Consignes.
A. Recopiez le passage de l'article sur les chirurgiens âgés qui va de « Moins radicale que » à « le Dr Marty. », ces deux extrémités incluses.
B. Dans l'article sur les chirurgiens âgés, relevez tous les problèmes que le Pr Vallancien énumère dans la phrase qui commence par « Que ce soit ».

Texte à analyser.
+ + + +
Et les médecins sont de plus en plus nombreux à demander une prolongation de leur activité, indique l’assureur. C’est pourquoi le Sou est très regardant en ce qui concerne leur activité. “Au fil du temps, la pratique chirurgicale se modifie. Certaines interventions doivent être abandonnées car elles demandent plus de force physique. C’est pourquoi nous avons décidé de fixer une limite. Et puis il faut aussi laisser la place aux jeunes.”

Moins radicale que la barrière de l’âge fixée par les assureurs, certains chirurgiens mettent une autre idée en avant pour garantir la sécurité des actes chirurgicaux : celle d’un test d’aptitudes et de capacités manuelles que le chirurgien pourrait passer à partir d’un certain âge. Un programme de ce genre est déjà testé à Baltimore aux États-Unis (voir encadré). “Il pourrait y avoir une évaluation des pratiques avec des indicateurs de performance. Mais il faut pour cela de vrais critères, pertinents et adaptés. Il ne s’agit pas de faire un classement grossier comme on les voit pour les hôpitaux. Maintenant, je ne pense pas que ni les hôpitaux ni les universitaires aient envie de cela”, juge le Dr Marty.

 

La retraite, c’est un beau moment

“Ce ne serait pas illogique, au-delà d’un certain âge, de faire passer un examen qui indique que la vision est bonne, qu’on n’a pas la main qui tremble, admet Guy Vallancien. D’ailleurs, si on prouve qu’il y a un risque plus important chez les médecins âgés, il faudra le faire.”

Mais avant d’en arriver là, pour ces médecins, c’est surtout au praticien lui-même de savoir quand il devient moins performant. Et surtout il ne doit pas avoir peur de poser définitivement le bistouri. Pour le Pr Vallancien, qui a arrêté d’opérer à cause de problèmes de vue, “c’est la vie ! Il y a des choses qui sont plus fortes que nous. Si on voit qu’il y a une diminution d’un des sens indispensables pour opérer, il faut arrêter. Que ce soit des problèmes manuels, des rhumatismes, des problèmes neurologiques… Mais ce n’est pas un arrêt de la médecine. Moi je continue à consulter, les gens viennent me voir. On n’a pas fini sa vie active si on arrête d’opérer”. Le Dr Marty a lui aussi choisi d’arrêter à 65 ans, alors qu’il se sent encore largement capable d’exercer. Et c’est sans regret : “J’ai choisi d’être raisonnable, j’ai assez travaillé. La retraite, c’est un beau moment.”
+ + + +
Jeu de données.

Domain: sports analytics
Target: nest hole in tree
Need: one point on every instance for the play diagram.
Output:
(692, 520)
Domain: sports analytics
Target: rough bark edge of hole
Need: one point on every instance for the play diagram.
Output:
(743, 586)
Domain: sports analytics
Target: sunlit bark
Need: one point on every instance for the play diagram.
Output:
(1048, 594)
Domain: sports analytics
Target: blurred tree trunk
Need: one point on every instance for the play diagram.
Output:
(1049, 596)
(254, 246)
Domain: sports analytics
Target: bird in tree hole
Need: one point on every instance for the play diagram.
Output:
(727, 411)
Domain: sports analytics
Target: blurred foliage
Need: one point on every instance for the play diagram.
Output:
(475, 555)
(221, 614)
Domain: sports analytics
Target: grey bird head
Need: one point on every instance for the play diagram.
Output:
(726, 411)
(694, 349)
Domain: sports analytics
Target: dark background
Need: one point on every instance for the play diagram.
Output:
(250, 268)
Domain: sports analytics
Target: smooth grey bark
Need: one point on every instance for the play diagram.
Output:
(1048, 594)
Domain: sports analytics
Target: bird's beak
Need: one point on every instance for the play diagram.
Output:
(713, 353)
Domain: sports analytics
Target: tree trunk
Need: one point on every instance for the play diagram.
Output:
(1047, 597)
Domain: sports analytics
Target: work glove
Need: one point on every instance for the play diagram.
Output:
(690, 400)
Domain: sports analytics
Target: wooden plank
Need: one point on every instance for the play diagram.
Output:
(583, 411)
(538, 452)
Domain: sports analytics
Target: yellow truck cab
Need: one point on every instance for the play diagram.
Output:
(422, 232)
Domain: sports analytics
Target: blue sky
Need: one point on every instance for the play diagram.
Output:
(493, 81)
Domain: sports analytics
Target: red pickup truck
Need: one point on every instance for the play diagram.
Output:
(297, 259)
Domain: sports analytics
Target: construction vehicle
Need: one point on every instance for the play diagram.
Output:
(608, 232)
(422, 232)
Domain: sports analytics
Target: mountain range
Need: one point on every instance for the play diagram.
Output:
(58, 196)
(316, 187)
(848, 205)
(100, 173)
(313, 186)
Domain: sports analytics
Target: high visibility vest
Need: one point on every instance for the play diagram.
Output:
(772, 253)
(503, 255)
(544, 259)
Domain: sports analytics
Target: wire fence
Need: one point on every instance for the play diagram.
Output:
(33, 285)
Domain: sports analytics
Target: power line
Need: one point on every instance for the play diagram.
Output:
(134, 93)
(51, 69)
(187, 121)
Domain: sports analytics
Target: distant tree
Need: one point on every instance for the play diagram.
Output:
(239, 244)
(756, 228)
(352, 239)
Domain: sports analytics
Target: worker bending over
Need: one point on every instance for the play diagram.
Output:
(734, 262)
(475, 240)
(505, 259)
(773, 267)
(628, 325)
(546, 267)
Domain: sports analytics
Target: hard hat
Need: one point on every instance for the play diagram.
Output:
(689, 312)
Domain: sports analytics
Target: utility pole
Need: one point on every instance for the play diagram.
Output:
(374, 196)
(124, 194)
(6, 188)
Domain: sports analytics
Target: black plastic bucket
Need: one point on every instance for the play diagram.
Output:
+ + + +
Corrigé.
A.
Moins radicale que la barrière de l’âge fixée par les assureurs, certains chirurgiens mettent une autre idée en avant pour garantir la sécurité des actes chirurgicaux : celle d’un test d’aptitudes et de capacités manuelles que le chirurgien pourrait passer à partir d’un certain âge. Un programme de ce genre est déjà testé à Baltimore aux États-Unis (voir encadré). “Il pourrait y avoir une évaluation des pratiques avec des indicateurs de performance. Mais il faut pour cela de vrais critères, pertinents et adaptés. Il ne s’agit pas de faire un classement grossier comme on les voit pour les hôpitaux. Maintenant, je ne pense pas que ni les hôpitaux ni les universitaires aient envie de cela”, juge le Dr Marty.

B.
- des problèmes manuels
- des rhumatismes
- des problèmes neurologiques